## Text segment
<<<<

SuperCache supports distributing data across a cluster of Erlang nodes with configurable consistency guarantees, automatic partition assignment, and continuous health monitoring.
Note: Distributed mode is production-ready but still evolving. Always test with your specific workload before deploying to critical systems.
Cluster Architecture
SuperCache uses a primary-replica model with hash-based partition assignment:
┌─────────────────────────────────────────────────────────────┐
│ Cluster │
│ │
│ ┌─────────────┐ ┌─────────────┐ ┌─────────────┐ │
│ │ Node A │ │ Node B │ │ Node C │ │
│ │ (Primary) │◄──►│ (Replica) │◄──►│ (Replica) │ │
│ │ P0, P3, P6 │ │ P1, P4, P7 │ │ P2, P5, P8 │ │
│ └─────────────┘ └─────────────┘ └─────────────┘ │
│ │ │ │ │
│ └──────────────────┼──────────────────┘ │
│ │ │
│ Replication (async/sync/WAL) │
└─────────────────────────────────────────────────────────────┘Partitions are assigned by rotating the sorted node list. With N nodes and replication factor R, partition idx gets:
- Primary:
sorted_nodes[idx mod N] - Replicas: Next
min(R-1, N-1)nodes in the rotated list
Configuration
Basic Setup
All nodes must share identical partition configuration:
# config/config.exs
config :super_cache,
auto_start: true,
key_pos: 0,
partition_pos: 0,
cluster: :distributed,
replication_mode: :async, # :async | :sync | :strong
replication_factor: 2, # primary + 1 replica
table_type: :set,
num_partition: 8 # Must match across ALL nodesPeer Discovery
Configure cluster peers for automatic connection:
# config/runtime.exs
import Config
config :super_cache,
cluster_peers: [
:"node1@10.0.0.1",
:"node2@10.0.0.2",
:"node3@10.0.0.3"

>>>>

(Dataset excerpts on object pointing)
<<<<

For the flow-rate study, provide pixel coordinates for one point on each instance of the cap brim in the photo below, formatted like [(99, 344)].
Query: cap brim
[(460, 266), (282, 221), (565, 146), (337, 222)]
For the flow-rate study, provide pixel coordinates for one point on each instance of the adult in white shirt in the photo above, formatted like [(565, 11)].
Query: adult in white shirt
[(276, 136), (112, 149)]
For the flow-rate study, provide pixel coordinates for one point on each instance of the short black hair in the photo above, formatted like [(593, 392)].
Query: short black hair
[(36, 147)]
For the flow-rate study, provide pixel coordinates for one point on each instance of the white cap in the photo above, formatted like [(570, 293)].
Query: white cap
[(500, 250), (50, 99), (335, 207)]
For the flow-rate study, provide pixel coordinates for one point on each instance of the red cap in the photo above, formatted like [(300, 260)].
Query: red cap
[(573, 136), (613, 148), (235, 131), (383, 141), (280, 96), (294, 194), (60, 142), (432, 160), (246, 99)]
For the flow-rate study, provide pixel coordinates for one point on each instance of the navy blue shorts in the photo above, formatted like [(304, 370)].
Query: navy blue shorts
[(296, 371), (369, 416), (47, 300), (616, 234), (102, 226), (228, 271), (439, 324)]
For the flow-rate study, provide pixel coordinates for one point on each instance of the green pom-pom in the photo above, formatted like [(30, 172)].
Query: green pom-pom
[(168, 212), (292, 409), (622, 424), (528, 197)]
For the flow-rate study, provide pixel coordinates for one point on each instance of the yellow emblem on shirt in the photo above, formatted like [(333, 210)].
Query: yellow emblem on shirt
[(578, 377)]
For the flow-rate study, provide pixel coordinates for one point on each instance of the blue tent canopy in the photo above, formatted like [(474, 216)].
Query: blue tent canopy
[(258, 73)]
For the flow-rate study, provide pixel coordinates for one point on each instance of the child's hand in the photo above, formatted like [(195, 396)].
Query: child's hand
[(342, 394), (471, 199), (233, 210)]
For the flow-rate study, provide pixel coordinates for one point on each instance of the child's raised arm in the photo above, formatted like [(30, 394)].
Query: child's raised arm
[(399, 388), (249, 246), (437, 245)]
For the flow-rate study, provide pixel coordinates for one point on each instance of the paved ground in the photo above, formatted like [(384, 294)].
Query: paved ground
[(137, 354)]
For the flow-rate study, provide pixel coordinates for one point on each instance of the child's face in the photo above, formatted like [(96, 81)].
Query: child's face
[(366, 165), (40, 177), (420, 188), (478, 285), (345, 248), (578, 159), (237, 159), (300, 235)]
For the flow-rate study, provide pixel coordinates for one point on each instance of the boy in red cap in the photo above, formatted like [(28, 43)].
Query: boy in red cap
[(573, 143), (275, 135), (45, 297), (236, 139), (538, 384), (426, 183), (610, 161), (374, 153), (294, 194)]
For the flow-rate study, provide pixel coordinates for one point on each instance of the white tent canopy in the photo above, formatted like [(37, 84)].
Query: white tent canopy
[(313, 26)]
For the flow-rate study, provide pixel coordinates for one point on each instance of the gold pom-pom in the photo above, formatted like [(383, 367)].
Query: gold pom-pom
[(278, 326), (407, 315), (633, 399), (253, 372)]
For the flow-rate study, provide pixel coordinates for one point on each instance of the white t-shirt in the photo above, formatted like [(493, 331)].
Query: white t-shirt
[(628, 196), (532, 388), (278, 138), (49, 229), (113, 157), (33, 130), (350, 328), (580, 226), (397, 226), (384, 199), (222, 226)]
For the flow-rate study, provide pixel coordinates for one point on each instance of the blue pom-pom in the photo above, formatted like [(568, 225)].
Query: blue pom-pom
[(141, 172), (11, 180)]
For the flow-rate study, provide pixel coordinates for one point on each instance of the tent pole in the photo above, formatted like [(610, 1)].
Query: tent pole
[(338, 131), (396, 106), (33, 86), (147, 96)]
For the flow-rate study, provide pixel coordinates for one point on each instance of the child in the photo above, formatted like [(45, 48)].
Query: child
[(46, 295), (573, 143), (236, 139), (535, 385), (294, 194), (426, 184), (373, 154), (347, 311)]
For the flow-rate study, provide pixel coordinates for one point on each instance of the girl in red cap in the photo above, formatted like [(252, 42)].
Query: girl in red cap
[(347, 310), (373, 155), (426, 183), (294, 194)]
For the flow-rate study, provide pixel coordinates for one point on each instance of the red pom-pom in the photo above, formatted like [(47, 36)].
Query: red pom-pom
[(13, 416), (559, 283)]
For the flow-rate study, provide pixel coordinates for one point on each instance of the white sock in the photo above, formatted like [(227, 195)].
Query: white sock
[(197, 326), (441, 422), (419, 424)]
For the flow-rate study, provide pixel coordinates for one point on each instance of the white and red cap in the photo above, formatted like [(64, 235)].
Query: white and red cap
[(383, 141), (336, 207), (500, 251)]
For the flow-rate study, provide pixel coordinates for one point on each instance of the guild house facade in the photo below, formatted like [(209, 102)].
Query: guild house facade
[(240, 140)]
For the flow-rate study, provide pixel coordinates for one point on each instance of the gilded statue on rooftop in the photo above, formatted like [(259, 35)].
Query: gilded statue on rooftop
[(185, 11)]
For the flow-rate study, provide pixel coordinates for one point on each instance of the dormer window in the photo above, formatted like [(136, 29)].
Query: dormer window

>>>>

## What is expected
List every option key that the Basic Setup configuration block in the SuperCache distributed mode page sets under config :super_cache.

## Finished exercise
auto_start, key_pos, partition_pos, cluster, replication_mode, replication_factor, table_type, num_partition